Metin bölümü:

Bed­ret­tin Ke­leş­te­mur

HARPUT'TA NEFES ALINIR

Bed­ret­tin Ke­leş­te­mur

Harput’a,  Yunus diliyle, Mevlana yüreğiyle,

Asırları nefeslenerek, dönüle dönüle çıkılır

Her Elazığ’lı şunu düşünür;

Kadim Coğrafyamızın, ‘manevi rıhtımıdır…’

O rıhtımda demir almak;

“Ak yüzlü, bilge sözlü, kartal bakışlı, civan duruşlu;

Aynı gövdenin baharında çiçek açmış,

Cümlesine meyve vermiş dalları, kanat gersin gelecek nesillere…”

Kadim şehir, Harput’ta tarihi tefekkür insana heyecan veriyor…

Sizleri ruhani bir atmosfere, soylu düşüncelere taşıyor…

Belek Gazi Heykelinin önünde…

Destanların Efendisi, Niyazi Yıldırım Gençosmanoğlu’nu dinlemek;

“Artuk Beğ’in torunu/ Behram Beğ’in oğluyum!

Ve Kayı Han’dan öte, /Oğuz Han’a bağlıyım!

Altay’da, Ötüken’de, / Obalı, otağlıyım…

Urum’u fethe geldim, /Aslen Tanrıdağlıyım!

Harput kalesi tahtım, / Sancaklı’yım, tuğluyum!..”

Harput’ta, “Hoyrat Esintileri…” bizleri nerelere götürmez ki?

Fırat’ı, ‘ses ırmağı…’ yaptın; derin vadilerden aşırdın…

Harput, ‘coğrafyamın açık hava müzesi…’

“Camiler, Mescitler, Türbeler, Hamamlar, Çeşmeler,

Tarihi Konaklar (evler), Efsaneleşen Taşlar,  Kadim Kalesi...”

Ali Akbaş bir şiirinde; “Bu dağlar Kartal Yuvası/ Göğe değer Balkayası,

Belek Gazi’nin rüyası/ Burada döndü gerçeğe/ Burada durdu dal çiçeğe…”

İstenen görevler:
1. Harput yazısını iki cümleyle özetleyin.
2. Harput yazısına göre Belek Gazi Heykelinin önünde kim dinlenir?
3. Harput yazısından "Sizleri ruhani bir" sözlerinin geçtiği yerden başlayıp "öte, /Oğuz Han’a bağlıyım!" sözlerinden sonra biten kısmı olduğu gibi alıntılayın.

Kayıtlı veriler:

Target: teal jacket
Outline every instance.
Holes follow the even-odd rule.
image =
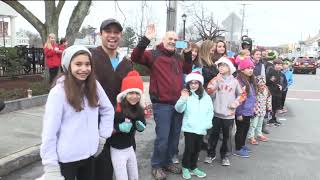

Görev yanıtları:
1. Harput'a asırları nefeslenerek çıkılır ve bu kadim şehirde tarihi tefekkür insana heyecan verip onu ruhani bir atmosfere taşır. Harput camileri, mescitleri, türbeleri, hamamları, çeşmeleri, tarihi konakları ve kadim kalesiyle coğrafyanın açık hava müzesidir.

2. Destanların Efendisi Niyazi Yıldırım Gençosmanoğlu.

3.
Sizleri ruhani bir atmosfere, soylu düşüncelere taşıyor…

Belek Gazi Heykelinin önünde…

Destanların Efendisi, Niyazi Yıldırım Gençosmanoğlu’nu dinlemek;

“Artuk Beğ’in torunu/ Behram Beğ’in oğluyum!

Ve Kayı Han’dan öte, /Oğuz Han’a bağlıyım!